### Text excerpt
=== Begin Enclosure ===

Years ago Alfred Poirier wrote a piece on “The Cross and Criticism“—first published in The Journal of Biblical Counseling (Spring 1999): 16–20—that I think is worth revisiting.
Poirier defines criticism broadly, referring to
any judgment made about you by another, which declares that you fall short of a particular standard.
He writes:
The standard may be God’s or man’s.
The judgment may be true or false.
It may be given gently with a view to correction, or harshly and in a condemnatory fashion.
It may be given by a friend or by an enemy.
But whatever the case, it is a judgment or criticism about you, that you have fallen short of a standard.
Here’s the key point of his analysis:
A believer is one who identifies with all that God affirms and condemns in Christ’s crucifixion.
In other words, in Christ’s cross I agree with God’s judgment of me; and in Christ’s cross I agree with God’s justification of me. Both have a radical impact on how we take and give criticism.
Here are four points that he makes:
1. Learn to critique yourself.
Here are some questions to ask:
- How do I typically react to correction?
- Do I pout when criticized or corrected?
- What is my first response when someone says I’m wrong?
- Do I tend to attack the person?
- Do I tend to reject the content of criticism?
- Do I tend to react to the manner?
- How well do I take advice?
- How well do I seek it?
- Are people able to approach me to correct me?
- Am I teachable?
- Do I harbor anger against the person who criticizes me?
- Do I immediately seek to defend myself, hauling out my righteous acts and personal opinions in order to defend myself and display my rightness?
- Can my spouse, parents, children, brothers, sisters, or friends correct me?
2. Ask the Lord to give you a desire to be wise instead of a fool.
Use Proverbs to commend to yourself the goodness of being willing and able to receive criticism, advice, rebuke, counsel, or correction.
Meditate upon these passages: Proverbs 9:9; 12:15;13:10,13; 15:32; 17:10; Psalm 141:5.
3. Focus on your crucifixion with Christ.
While I can say I have faith in Christ, and even say with Paul, “I have been crucified with Christ,” yet I still find myself not living in light of the cross. So I challenge myself with two questions.
- If I continually squirm under the criticism of others, how can I say I know and agree with the criticism of the cross?
- If I typically justify myself, how can I say I know, love, and cling to God’s justification of me through Christ’s cross?

=== End Enclosure ===

### Exercise description
In two sentences, what does the text on criticism and the cross say?

### Records provided
=== Begin Enclosure ===

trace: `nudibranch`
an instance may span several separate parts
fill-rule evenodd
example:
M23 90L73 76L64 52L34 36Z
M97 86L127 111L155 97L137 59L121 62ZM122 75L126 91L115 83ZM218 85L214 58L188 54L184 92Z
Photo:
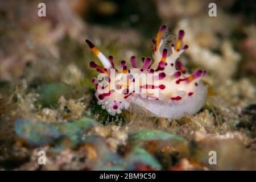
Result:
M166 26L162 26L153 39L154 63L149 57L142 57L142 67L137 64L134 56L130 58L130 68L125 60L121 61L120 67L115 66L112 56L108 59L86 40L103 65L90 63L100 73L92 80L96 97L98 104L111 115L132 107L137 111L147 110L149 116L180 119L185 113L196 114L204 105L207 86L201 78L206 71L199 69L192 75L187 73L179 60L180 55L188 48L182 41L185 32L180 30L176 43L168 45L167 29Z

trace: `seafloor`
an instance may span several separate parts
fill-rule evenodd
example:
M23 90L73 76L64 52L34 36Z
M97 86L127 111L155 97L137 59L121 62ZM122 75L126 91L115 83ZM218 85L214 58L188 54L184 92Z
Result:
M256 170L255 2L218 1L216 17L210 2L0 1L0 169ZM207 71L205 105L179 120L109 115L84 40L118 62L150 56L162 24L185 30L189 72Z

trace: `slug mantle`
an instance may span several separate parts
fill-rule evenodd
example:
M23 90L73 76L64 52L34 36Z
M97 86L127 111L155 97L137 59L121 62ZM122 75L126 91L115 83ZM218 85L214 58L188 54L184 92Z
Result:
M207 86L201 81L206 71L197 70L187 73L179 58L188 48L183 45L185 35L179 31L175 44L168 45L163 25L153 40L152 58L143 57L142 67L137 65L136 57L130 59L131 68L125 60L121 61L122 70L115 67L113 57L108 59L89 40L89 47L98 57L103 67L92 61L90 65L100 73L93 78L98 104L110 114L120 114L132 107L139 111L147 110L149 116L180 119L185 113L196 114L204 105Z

=== End Enclosure ===

### Task result
The text revisits Alfred Poirier's piece "The Cross and Criticism," which defines criticism as any judgment made by another that declares you fall short of a standard, whether the judgment is true or false, gentle or harsh, and from a friend or an enemy. Its key point is that in Christ's cross a believer agrees with both God's judgment and God's justification, and it urges readers to critique themselves, to ask the Lord for a desire to be wise instead of a fool, and to focus on their crucifixion with Christ.